■ DATASET CONTENT
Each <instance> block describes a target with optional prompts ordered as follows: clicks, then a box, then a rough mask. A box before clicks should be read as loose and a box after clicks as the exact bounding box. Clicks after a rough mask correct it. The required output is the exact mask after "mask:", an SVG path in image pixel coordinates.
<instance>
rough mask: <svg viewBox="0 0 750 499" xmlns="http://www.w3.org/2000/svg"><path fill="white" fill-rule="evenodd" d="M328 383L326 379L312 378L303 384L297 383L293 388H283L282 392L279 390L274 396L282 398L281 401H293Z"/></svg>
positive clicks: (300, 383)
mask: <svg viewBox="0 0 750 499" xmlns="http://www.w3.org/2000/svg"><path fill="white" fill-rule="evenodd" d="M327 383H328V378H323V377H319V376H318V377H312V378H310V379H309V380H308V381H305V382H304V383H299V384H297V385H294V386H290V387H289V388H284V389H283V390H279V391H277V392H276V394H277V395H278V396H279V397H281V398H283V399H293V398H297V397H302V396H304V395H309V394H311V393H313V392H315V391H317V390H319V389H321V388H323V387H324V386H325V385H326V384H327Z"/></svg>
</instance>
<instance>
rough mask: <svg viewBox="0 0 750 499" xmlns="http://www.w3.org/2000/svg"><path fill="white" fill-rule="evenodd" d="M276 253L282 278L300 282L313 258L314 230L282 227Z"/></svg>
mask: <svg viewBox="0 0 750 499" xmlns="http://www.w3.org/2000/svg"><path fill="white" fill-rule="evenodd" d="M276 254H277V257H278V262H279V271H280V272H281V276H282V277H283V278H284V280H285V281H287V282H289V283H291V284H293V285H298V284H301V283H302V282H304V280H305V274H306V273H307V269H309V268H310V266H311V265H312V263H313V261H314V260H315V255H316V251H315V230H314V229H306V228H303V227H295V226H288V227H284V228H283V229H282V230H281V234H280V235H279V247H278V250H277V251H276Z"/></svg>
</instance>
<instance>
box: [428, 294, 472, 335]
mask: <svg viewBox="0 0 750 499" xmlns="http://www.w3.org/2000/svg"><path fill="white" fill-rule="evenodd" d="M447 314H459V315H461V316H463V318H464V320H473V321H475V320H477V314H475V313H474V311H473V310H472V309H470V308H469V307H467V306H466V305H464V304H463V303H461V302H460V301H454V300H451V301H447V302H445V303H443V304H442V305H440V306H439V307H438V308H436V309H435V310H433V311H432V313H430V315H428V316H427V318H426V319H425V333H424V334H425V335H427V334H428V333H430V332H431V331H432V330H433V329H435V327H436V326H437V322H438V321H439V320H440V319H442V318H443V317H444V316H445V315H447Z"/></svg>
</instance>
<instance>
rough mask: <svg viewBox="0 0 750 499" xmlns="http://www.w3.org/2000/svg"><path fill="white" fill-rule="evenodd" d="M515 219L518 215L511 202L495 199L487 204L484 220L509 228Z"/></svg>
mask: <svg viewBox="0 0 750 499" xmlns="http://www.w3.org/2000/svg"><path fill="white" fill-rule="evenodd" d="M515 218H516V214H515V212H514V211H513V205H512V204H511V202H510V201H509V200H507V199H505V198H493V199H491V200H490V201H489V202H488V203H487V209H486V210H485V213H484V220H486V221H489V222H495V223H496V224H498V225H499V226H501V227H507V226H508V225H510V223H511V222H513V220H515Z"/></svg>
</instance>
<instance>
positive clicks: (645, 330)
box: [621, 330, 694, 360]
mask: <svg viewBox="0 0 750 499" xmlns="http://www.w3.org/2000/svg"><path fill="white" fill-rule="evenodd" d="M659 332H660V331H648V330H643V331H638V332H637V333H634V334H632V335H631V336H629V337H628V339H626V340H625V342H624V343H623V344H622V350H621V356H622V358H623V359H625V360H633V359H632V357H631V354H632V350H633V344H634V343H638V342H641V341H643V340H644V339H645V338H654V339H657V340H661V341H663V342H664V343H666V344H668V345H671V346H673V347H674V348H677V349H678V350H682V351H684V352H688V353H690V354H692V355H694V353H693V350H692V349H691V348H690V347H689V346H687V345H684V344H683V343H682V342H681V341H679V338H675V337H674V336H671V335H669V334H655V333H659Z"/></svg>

■ WORK TO BE COMPLETED
Go through the listing above and repeat all of it exactly.

■ EXERCISE RESPONSE
Each <instance> block describes a target with optional prompts ordered as follows: clicks, then a box, then a rough mask. A box before clicks should be read as loose and a box after clicks as the exact bounding box. Clicks after a rough mask correct it. The required output is the exact mask after "mask:", an SVG path in image pixel coordinates.
<instance>
rough mask: <svg viewBox="0 0 750 499" xmlns="http://www.w3.org/2000/svg"><path fill="white" fill-rule="evenodd" d="M328 383L326 379L312 378L303 384L297 383L293 388H283L282 392L279 390L274 396L282 398L281 401H293Z"/></svg>
positive clicks: (300, 383)
mask: <svg viewBox="0 0 750 499" xmlns="http://www.w3.org/2000/svg"><path fill="white" fill-rule="evenodd" d="M327 383H328V378H323V377H319V376H318V377H312V378H310V379H309V380H308V381H305V382H304V383H299V384H297V385H294V386H290V387H289V388H284V389H283V390H279V391H277V392H276V394H277V395H278V396H279V397H281V398H283V399H293V398H297V397H302V396H304V395H309V394H311V393H313V392H315V391H317V390H319V389H321V388H323V387H324V386H325V385H326V384H327Z"/></svg>
</instance>
<instance>
rough mask: <svg viewBox="0 0 750 499" xmlns="http://www.w3.org/2000/svg"><path fill="white" fill-rule="evenodd" d="M276 253L282 278L300 282L313 258L314 230L282 227Z"/></svg>
mask: <svg viewBox="0 0 750 499" xmlns="http://www.w3.org/2000/svg"><path fill="white" fill-rule="evenodd" d="M276 254H277V257H278V262H279V271H280V272H281V276H282V277H283V278H284V280H285V281H287V282H289V283H291V284H293V285H298V284H301V283H302V282H304V280H305V274H306V273H307V269H309V268H310V266H311V265H312V263H313V261H314V260H315V255H316V251H315V230H314V229H306V228H303V227H295V226H288V227H284V228H283V229H282V230H281V234H280V235H279V247H278V250H277V251H276Z"/></svg>
</instance>
<instance>
box: [428, 294, 472, 335]
mask: <svg viewBox="0 0 750 499" xmlns="http://www.w3.org/2000/svg"><path fill="white" fill-rule="evenodd" d="M447 314H459V315H461V316H463V318H464V320H473V321H475V320H477V314H475V313H474V311H473V310H472V309H470V308H469V307H467V306H466V305H464V304H463V303H461V302H460V301H454V300H451V301H447V302H445V303H443V304H442V305H440V306H439V307H438V308H436V309H435V310H433V311H432V313H430V315H428V316H427V318H426V319H425V333H424V334H425V335H427V334H428V333H430V332H431V331H432V330H433V329H435V327H436V326H437V322H438V321H439V320H440V319H442V318H443V317H444V316H445V315H447Z"/></svg>
</instance>
<instance>
rough mask: <svg viewBox="0 0 750 499" xmlns="http://www.w3.org/2000/svg"><path fill="white" fill-rule="evenodd" d="M515 219L518 215L511 202L495 199L487 204L484 220L509 228Z"/></svg>
mask: <svg viewBox="0 0 750 499" xmlns="http://www.w3.org/2000/svg"><path fill="white" fill-rule="evenodd" d="M515 218H516V214H515V212H514V211H513V205H512V204H511V202H510V201H509V200H507V199H505V198H493V199H491V200H490V201H489V202H488V203H487V209H486V210H485V213H484V220H486V221H489V222H495V223H496V224H498V225H499V226H501V227H507V226H508V225H510V223H511V222H513V220H515Z"/></svg>
</instance>
<instance>
positive clicks: (645, 330)
box: [621, 330, 694, 360]
mask: <svg viewBox="0 0 750 499" xmlns="http://www.w3.org/2000/svg"><path fill="white" fill-rule="evenodd" d="M659 332H660V331H648V330H643V331H638V332H637V333H634V334H632V335H631V336H629V337H628V339H626V340H625V342H624V343H623V344H622V350H621V356H622V358H623V359H625V360H633V359H632V357H631V354H632V350H633V344H634V343H638V342H641V341H643V340H644V339H645V338H654V339H657V340H661V341H663V342H664V343H666V344H668V345H671V346H673V347H674V348H677V349H678V350H682V351H684V352H688V353H690V354H692V355H694V353H693V350H692V349H691V348H690V347H689V346H687V345H684V344H683V343H682V342H681V341H679V338H675V337H674V336H671V335H669V334H655V333H659Z"/></svg>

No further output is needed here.